_YOUR OBJECTIVE_
Repeat every line below without the pictures, shifting each point coordinate in the results by -28.

-- START OF DATA ROWS --

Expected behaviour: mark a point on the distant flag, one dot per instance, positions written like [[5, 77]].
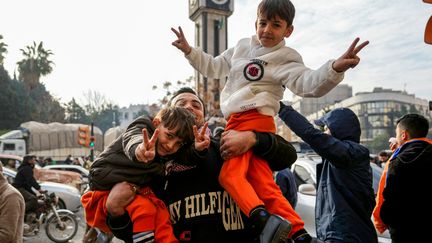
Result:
[[428, 30]]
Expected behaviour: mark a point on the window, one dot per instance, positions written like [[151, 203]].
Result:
[[8, 146]]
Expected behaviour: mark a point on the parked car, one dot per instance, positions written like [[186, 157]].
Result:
[[69, 196], [64, 177], [304, 170]]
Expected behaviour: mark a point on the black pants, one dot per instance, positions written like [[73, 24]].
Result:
[[30, 200]]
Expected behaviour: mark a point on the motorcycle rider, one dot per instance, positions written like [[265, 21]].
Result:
[[24, 181]]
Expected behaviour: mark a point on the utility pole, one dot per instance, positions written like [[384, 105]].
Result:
[[91, 144]]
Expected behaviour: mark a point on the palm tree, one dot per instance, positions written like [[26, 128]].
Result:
[[35, 64], [3, 50]]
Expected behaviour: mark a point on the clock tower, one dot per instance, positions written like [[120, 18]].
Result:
[[211, 35]]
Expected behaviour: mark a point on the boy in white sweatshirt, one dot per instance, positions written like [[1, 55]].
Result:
[[258, 70]]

-- END OF DATA ROWS --

_ANSWER TO THE EXERCISE_
Expected behaviour: mark a point on the distant flag, one dot per instance, positions written like [[5, 77]].
Result:
[[400, 2]]
Expected behaviour: mark a point on the window, one dot per instance, positions written like [[151, 203]].
Result:
[[-20, 118]]
Expected behaviour: mark a point on the parked car, one dot per instance, positions written like [[186, 157]].
Result:
[[41, 168], [36, 149], [276, 142]]
Expected behaviour: mark a point on the black pants, one dot per instance, positions written like [[73, 24]].
Result:
[[2, 172]]
Expected behaviour: mark a point on the motorcycle rider, one dot per instance, positions written like [[265, 21]].
Result:
[[-4, 153]]
Expected behaviour: mark a point on the utility pole, one dot per instance, positions written like [[384, 105]].
Result:
[[63, 116]]
Expected behaviour: mark a point on the palm tree, one dot per instance, positions written like [[26, 128]].
Result:
[[7, 36], [-25, 22]]
Expected behaviour: mark a point on the clock tower, one dot per instance, positions written like [[120, 18]].
Result:
[[183, 7]]
Expected behaviour: mark a point on the boy in white sweatshirt, one dot per instance, positions written like [[1, 55]].
Result:
[[230, 42]]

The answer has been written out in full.